### Passage provided
+ + + +

Renewable energy can achieve global climate and energy goals without damming the world’s remaining free flowing rivers, says report | WWF
Renewable energy can achieve global climate and energy goals without damming the world’s remaining free flowing rivers, says report

Posted on 13 May 2019

With thousands of hydropower dams planned across the globe, including here in the Greater Mekong region, a new report from WWF and The Nature Conservancy demonstrates how renewable energy can solve the world’s climate and energy challenge without sacrificing its remaining free-flowing rivers and the diverse benefits they provide to people and nature.
Bangkok, Thailand, 13 May 2019 - Launched on the eve of the World Hydropower Congress in Paris, Connected and Flowing: A renewable future for rivers, climate and people details the transformations that are already underway and how the world can capitalize on these opportunities to achieve sustainable power systems.

Thanks to the plunging costs of solar power, wind generation and storage technologies – as well as significant advances in energy efficiency and grid management – it is now possible for the world to expand electricity generation to provide power to the billion people who currently lack access, while drastically reducing greenhouse gas emissions, and preserving tens to hundreds of thousands of kilometres of free-flowing rivers.

This is extremely evident in the Greater Mekong region, home to the Irrawaddy, Salween and Mekong Rivers. The Mekong is the world’s most productive freshwater fishery and  delivers vital sediments to the Mekong Delta, a crucial part of Vietnam’s economy and regional food security, and home to 21 million people.

Hydropower has been a primary source of electricity for Mekong countries, but studies show that a continuation of the current hydropower trajectory would cause the loss of nearly half of migratory fish biomass and result in more than half of the delta being underwater by the end of this century.

However, recent studies have shown that low carbon, low cost power systems such as solar and wind can be introduced that do not require dams on the mainstem and the few remaining free flowing major tributaries.

+ + + +

### Exercise set
[a] Please answer these questions from the article on renewable energy and free-flowing rivers, one answer per line:
(i) On what date was the article posted?
(ii) Which two organizations produced the report?
(iii) How many people live in the Mekong Delta?
[b] Please decide whether each statement agrees with the article on renewable energy and free-flowing rivers, and back each yes or no with the deciding words quoted from it.
(i) The report was launched on the eve of the World Hydropower Congress in Paris.
(ii) The Mekong is the world's second most productive freshwater fishery.
(iii) Continuing the current hydropower trajectory would cost about a quarter of migratory fish biomass.
[c] Please resume the article on renewable energy and free-flowing rivers, starting after its last sentence.

### Available data
+ + + +

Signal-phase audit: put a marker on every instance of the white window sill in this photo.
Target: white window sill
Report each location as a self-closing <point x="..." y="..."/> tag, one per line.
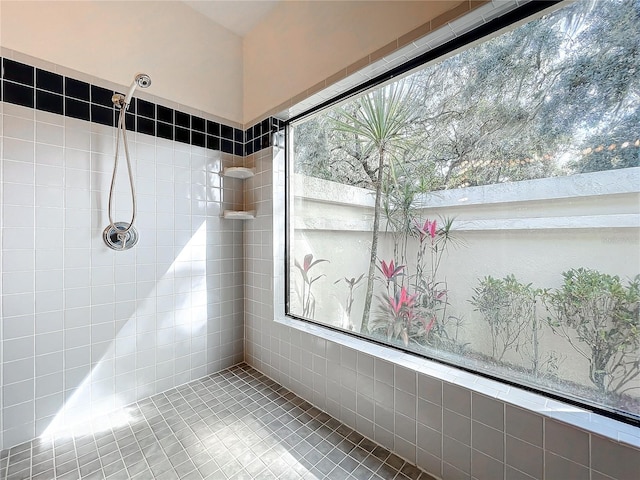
<point x="569" y="414"/>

+ + + +

### Exercise results
[a]
(i) 13 May 2019
(ii) WWF and The Nature Conservancy
(iii) 21 million

[b]
(i) Yes: "Launched on the eve of the World Hydropower Congress in Paris"
(ii) No: "The Mekong is the world’s most productive freshwater fishery"
(iii) No: "would cause the loss of nearly half of migratory fish biomass"

[c]
“The Mekong, Irrawaddy and Salween Rivers are critical for the food security, livelihoods and homes of millions of people and are home to iconic species like giant catfish and Irrawaddy dolphins,” said Marc Goichot, Water Lead for WWF-Greater Mekong. “By investing in solar and wind power now, we can provide power and income to those millions of people at a lower overall cost and without the dangerous side effects of large scale dams like the proposed Sambor and Stung Treng dams.”

We can not only envision a future where electricity systems are accessible, affordable and powering economies with a mix of renewable energy, we can now build that future, said Jeff Opperman, WWF Freshwater Scientist and lead author on the report.By accelerating the renewable energy revolution, we can secure a brighter future for people and nature with power systems that are low carbon, low cost and low impact.

With contributions from multiple academics, the report found that accelerating the renewable energy development could prevent nearly 165,000 km of river channels from being fragmented, while still helping to limit global temperatures to below a rise of 1.5⁰ C. Along with tackling climate change, this would help slow the catastrophic decline in freshwater species populations, which have fallen by 83% since 1970.

Mark Lambrides, The Nature Conservancy’s Director of Energy and Infrastructure said:A key recommendation of last week’s landmark global assessment by the Intergovernmental Panel for Biodiversity and Ecosystems Services was for governments to protect and restore river connectivity. Here we show how, for the first time, the renewable energy revolution offers an opportunity to plan for the right mix of renewable sources in power systems, while avoiding fragmenting rivers, potentially displacing communities and contributing to the loss of freshwater fisheries that feed millions.

The report comes days after a global study published in Nature revealed that just 37% of the world’s longest rivers remain free-flowing, with dams and reservoirs the leading cause of this connectivity loss.

While massive renewable energy development will not signal an end to hydropower development, it does herald a significant reduction in new dams and a shift towards low-impact projects, which support the expansion of solar and wind – such as retrofitting existing hydropower dams, adding turbines to non-powered dams, and off channel pumped storage.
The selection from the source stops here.